[Stored data entries]
________________________
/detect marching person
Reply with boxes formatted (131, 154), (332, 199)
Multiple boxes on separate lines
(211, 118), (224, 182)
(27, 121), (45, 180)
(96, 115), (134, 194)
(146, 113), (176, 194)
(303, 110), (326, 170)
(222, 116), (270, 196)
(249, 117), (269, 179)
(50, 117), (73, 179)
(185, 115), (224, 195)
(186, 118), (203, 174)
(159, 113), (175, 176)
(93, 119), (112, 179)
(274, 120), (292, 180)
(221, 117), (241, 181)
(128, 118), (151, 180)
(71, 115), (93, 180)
________________________
The entries above are to be output exactly as they appear.

▶ **RESPONSE**:
/detect marching person
Reply with boxes formatted (131, 154), (332, 199)
Multiple boxes on separate lines
(211, 118), (224, 182)
(27, 121), (45, 180)
(96, 115), (134, 194)
(146, 113), (176, 194)
(303, 110), (326, 170)
(222, 116), (270, 196)
(249, 117), (269, 179)
(50, 117), (73, 179)
(185, 115), (224, 195)
(186, 118), (203, 174)
(159, 113), (175, 176)
(93, 119), (112, 179)
(274, 120), (292, 180)
(221, 117), (241, 181)
(128, 118), (151, 180)
(71, 115), (93, 180)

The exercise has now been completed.